Work to complete ▸
Retype each entry below exactly as it stands.

[Listed records]

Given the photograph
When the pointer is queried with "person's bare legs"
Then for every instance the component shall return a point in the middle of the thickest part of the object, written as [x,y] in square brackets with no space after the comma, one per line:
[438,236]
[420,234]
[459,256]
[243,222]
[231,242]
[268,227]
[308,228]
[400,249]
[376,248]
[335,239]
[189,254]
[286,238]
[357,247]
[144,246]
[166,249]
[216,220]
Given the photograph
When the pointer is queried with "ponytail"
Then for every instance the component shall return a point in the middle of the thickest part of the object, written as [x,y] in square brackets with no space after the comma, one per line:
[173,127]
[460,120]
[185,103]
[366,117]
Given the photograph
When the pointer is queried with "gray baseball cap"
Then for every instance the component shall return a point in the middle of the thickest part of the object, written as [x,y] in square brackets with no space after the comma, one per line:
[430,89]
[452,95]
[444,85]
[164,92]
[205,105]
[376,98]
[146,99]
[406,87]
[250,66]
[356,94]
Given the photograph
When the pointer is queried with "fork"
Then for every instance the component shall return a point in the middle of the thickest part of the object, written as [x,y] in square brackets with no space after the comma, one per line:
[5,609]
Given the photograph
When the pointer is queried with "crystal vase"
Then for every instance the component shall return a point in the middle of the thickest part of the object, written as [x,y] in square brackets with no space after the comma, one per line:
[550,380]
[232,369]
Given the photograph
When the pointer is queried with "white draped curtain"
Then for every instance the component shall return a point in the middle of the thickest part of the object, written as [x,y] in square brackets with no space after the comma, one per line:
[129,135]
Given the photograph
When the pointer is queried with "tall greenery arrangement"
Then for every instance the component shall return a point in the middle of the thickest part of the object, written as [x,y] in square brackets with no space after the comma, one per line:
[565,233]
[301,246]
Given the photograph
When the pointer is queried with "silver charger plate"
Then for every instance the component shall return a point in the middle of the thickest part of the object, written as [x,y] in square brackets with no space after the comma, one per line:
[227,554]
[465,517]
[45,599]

[/Listed records]

Finished task ▸
Given the photograph
When the pointer is queried with "person's bare legs"
Then for every instance the component shall return a point in the middle of the thickest part of the object, written as [x,y] in square brackets with no space after the comma, one per line:
[438,236]
[420,234]
[459,256]
[243,222]
[231,242]
[268,227]
[308,228]
[400,249]
[376,248]
[335,239]
[189,254]
[286,238]
[357,247]
[144,246]
[166,249]
[216,220]
Given the photograph
When the pointer is queried with "ponytail"
Then for every instance the component shall return a point in the middle of the thickest part of the object, written as [x,y] in square brackets with no space after the comma, one per line:
[173,127]
[460,120]
[185,103]
[366,117]
Given the photograph
When the pointer is queried with "gray baseball cap"
Then for every instance the component shall return a point in the middle of the thickest part of the object, written as [x,y] in square brackets with no space after the comma, one per line:
[430,89]
[452,95]
[444,85]
[164,92]
[205,105]
[376,98]
[146,99]
[406,87]
[250,66]
[356,94]
Given the photograph
When the pointer is queried with "fork"
Then for every instance the component shall return a point in the middle of the thickest part of the object, written as [x,y] in square brackets with no space after the comma, one per line:
[5,609]
Given the photograph
When the pointer is queried with "crystal vase"
Then for every instance the component shall return a point in the middle of the thickest part of the object, written as [x,y] in square brackets with no space after the comma, one per line:
[550,380]
[232,369]
Given the photograph
When the pointer is queried with "white draped curtain"
Then for every instance the component shall return a point in the middle of the thickest part of the object, written as [x,y] in square brackets with no space after the comma, one per line:
[129,135]
Given the photograph
When the pointer is queried with "tall greenery arrangement"
Then for every instance the component shall return a point in the middle of the thickest part of the object, written as [x,y] in square brackets with no space after the comma, one per line:
[565,233]
[301,246]
Given the photograph
When the pointer is queried with "silver charger plate"
Then for every instance the component shall return a point in the middle of the thickest part of the object, written as [x,y] in square brackets with no space after the comma, one per line:
[227,554]
[465,517]
[45,599]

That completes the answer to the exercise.